§ **Exercise objective**
Pick out each line of the data below that contains the string "window" and copy those lines.

[Excerpts from a pointing dataset]
<<<<
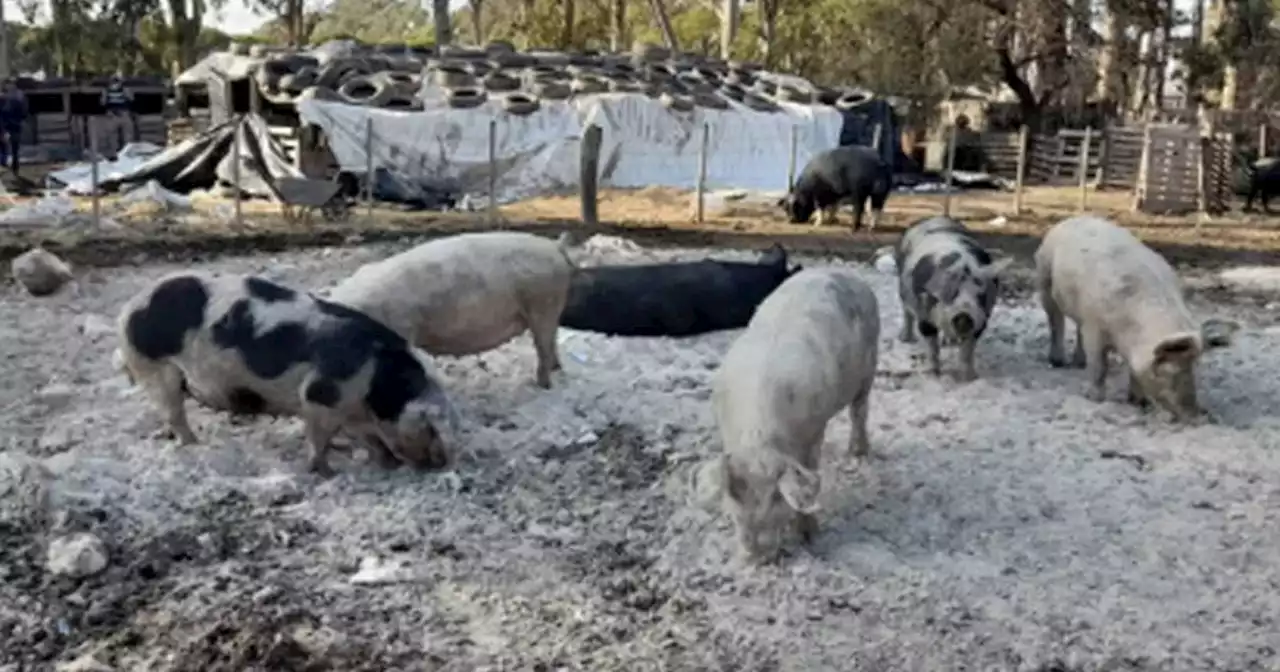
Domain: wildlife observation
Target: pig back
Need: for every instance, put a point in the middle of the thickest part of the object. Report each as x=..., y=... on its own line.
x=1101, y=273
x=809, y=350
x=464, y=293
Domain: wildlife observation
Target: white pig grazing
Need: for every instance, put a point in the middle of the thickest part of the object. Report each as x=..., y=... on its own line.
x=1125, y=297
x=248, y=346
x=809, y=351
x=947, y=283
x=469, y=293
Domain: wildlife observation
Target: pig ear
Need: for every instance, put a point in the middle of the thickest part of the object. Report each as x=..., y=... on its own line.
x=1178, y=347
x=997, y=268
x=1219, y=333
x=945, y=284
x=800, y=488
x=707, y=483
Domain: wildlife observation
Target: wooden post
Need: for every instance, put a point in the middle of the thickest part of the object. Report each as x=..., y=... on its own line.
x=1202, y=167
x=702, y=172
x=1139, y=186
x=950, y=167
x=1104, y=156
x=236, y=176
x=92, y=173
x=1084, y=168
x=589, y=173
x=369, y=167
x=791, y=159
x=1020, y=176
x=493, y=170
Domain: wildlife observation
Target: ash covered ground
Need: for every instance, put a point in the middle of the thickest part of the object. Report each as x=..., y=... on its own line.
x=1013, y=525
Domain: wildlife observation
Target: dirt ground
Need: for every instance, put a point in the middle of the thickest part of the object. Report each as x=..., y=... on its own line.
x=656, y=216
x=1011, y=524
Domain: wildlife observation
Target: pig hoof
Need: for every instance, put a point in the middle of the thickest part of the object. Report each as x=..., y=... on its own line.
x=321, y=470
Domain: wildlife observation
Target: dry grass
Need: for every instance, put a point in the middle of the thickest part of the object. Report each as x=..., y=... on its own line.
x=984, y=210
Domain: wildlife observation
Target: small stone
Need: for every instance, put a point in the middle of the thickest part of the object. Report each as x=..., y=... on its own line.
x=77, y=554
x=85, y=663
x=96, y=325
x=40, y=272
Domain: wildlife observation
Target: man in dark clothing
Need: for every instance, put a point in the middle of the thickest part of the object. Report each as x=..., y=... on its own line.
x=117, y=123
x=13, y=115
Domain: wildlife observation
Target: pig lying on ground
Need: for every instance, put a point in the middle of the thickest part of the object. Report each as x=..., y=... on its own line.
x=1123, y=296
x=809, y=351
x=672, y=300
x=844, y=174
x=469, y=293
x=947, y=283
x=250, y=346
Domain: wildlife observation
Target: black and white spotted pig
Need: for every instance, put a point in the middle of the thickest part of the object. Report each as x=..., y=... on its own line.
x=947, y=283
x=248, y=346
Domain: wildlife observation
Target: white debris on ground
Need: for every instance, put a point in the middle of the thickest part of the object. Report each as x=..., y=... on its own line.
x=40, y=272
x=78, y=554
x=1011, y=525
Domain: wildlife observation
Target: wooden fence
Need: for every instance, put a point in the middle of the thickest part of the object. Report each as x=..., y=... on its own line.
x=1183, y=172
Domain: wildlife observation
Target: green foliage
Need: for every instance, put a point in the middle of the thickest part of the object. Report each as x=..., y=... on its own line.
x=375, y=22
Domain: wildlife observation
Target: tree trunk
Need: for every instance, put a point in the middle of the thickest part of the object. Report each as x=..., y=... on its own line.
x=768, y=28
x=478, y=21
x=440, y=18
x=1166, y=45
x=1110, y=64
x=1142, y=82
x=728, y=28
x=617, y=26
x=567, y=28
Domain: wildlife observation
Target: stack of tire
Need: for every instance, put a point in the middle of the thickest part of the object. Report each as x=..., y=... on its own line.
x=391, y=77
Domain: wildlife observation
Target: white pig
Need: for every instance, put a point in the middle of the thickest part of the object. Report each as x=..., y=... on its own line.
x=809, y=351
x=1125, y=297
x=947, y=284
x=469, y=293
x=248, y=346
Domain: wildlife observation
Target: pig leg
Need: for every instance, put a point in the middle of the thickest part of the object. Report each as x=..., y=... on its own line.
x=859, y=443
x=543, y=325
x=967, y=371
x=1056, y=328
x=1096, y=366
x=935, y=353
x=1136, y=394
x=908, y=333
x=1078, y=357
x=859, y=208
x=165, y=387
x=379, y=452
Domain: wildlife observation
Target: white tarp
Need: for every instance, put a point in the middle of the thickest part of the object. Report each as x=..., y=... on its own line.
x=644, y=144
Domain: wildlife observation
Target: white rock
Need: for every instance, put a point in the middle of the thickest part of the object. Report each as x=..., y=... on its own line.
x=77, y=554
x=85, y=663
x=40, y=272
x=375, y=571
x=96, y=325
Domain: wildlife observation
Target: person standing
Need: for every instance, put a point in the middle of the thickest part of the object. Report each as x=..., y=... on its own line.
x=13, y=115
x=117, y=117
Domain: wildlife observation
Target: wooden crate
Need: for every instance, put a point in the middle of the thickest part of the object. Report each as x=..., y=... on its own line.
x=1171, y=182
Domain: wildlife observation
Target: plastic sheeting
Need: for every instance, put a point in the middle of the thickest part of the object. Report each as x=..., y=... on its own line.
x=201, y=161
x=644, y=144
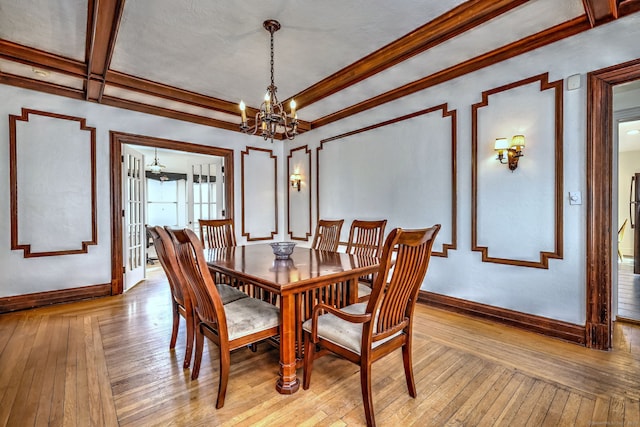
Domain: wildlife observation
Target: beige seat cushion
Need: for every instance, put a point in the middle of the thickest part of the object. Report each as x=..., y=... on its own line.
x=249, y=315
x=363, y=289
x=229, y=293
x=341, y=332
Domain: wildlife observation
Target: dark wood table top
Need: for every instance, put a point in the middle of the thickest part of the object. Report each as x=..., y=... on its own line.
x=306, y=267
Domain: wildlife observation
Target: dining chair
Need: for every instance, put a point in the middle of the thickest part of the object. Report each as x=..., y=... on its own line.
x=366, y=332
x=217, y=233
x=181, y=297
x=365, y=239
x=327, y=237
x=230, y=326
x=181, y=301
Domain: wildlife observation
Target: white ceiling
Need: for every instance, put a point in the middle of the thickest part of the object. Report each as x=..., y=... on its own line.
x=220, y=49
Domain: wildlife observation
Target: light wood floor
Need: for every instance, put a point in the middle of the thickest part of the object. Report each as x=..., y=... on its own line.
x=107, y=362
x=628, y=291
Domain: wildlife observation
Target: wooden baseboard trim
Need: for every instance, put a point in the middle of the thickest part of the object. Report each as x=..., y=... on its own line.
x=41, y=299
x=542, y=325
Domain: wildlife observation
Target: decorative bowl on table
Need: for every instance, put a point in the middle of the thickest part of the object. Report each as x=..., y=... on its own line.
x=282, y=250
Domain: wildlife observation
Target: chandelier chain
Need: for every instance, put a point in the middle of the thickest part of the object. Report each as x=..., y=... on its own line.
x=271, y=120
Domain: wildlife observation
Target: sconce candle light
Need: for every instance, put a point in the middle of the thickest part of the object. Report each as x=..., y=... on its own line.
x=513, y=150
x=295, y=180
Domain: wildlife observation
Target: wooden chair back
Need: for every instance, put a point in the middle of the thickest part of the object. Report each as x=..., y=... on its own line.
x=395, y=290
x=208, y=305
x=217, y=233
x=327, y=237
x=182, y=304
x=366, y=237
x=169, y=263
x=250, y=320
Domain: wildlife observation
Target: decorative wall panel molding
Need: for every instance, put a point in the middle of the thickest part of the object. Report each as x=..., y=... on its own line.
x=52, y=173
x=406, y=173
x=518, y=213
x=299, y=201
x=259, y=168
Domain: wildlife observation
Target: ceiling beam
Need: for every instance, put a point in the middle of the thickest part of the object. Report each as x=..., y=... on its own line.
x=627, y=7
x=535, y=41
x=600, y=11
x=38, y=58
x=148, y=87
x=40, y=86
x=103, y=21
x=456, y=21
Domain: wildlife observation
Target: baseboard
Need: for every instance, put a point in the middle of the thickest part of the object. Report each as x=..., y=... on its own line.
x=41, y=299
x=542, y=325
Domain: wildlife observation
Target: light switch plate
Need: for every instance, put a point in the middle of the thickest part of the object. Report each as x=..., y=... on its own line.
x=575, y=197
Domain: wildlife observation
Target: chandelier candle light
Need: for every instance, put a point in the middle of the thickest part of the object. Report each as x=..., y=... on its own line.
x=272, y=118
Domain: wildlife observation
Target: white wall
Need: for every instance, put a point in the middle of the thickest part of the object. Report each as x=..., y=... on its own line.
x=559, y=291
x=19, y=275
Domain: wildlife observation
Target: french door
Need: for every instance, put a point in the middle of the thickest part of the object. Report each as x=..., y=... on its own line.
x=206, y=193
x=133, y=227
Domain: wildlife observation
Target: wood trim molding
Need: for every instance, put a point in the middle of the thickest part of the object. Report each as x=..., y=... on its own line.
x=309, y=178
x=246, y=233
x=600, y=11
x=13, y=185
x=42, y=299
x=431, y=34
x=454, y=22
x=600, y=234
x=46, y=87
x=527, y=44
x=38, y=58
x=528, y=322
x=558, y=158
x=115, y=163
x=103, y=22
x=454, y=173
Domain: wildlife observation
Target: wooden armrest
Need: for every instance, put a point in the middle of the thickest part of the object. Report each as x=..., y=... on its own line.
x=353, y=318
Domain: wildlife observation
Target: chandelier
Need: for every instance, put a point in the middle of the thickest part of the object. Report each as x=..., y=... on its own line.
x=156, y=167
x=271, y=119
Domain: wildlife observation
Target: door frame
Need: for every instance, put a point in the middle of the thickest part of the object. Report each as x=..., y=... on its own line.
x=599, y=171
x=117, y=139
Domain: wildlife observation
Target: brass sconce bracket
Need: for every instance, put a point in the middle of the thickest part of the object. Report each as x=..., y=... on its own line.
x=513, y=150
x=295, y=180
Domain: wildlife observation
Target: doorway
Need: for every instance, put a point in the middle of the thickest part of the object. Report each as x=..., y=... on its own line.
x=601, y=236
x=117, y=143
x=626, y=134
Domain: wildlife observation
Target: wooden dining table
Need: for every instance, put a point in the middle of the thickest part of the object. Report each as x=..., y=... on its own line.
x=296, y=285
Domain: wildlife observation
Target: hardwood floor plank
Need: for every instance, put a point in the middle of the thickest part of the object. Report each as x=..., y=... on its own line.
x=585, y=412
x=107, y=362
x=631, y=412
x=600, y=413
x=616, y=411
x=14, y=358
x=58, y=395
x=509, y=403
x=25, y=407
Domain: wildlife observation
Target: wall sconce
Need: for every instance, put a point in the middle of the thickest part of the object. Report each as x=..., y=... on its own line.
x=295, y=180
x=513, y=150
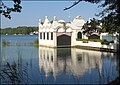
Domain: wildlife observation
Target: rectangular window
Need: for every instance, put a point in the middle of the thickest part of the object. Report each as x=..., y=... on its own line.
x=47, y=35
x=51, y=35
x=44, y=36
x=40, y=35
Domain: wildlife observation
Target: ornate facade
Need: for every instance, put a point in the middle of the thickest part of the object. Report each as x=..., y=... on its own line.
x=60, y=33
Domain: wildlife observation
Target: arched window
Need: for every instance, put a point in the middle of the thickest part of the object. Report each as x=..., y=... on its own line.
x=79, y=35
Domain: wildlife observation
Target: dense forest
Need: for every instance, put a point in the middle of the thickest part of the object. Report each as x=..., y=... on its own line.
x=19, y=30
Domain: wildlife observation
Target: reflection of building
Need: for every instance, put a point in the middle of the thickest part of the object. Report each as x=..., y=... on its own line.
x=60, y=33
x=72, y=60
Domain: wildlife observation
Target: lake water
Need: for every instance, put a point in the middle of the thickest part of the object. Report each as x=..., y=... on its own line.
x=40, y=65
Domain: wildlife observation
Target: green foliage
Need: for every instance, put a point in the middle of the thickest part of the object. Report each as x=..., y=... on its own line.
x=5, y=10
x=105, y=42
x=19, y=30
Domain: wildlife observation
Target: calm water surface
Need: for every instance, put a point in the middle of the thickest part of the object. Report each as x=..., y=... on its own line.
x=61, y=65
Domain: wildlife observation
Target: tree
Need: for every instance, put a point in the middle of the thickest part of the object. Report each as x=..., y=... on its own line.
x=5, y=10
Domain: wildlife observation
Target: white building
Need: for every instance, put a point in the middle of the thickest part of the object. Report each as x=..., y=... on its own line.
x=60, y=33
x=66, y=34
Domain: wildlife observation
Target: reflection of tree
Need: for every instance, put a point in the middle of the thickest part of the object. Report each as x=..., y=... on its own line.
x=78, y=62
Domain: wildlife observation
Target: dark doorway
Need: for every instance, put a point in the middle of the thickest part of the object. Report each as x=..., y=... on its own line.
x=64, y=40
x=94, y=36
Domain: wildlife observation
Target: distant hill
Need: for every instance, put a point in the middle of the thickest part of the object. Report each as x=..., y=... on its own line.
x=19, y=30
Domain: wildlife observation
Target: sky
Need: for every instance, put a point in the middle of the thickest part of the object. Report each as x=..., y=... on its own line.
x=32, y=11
>>>>
§ **Final result**
Target: rectangular window
Target: arched window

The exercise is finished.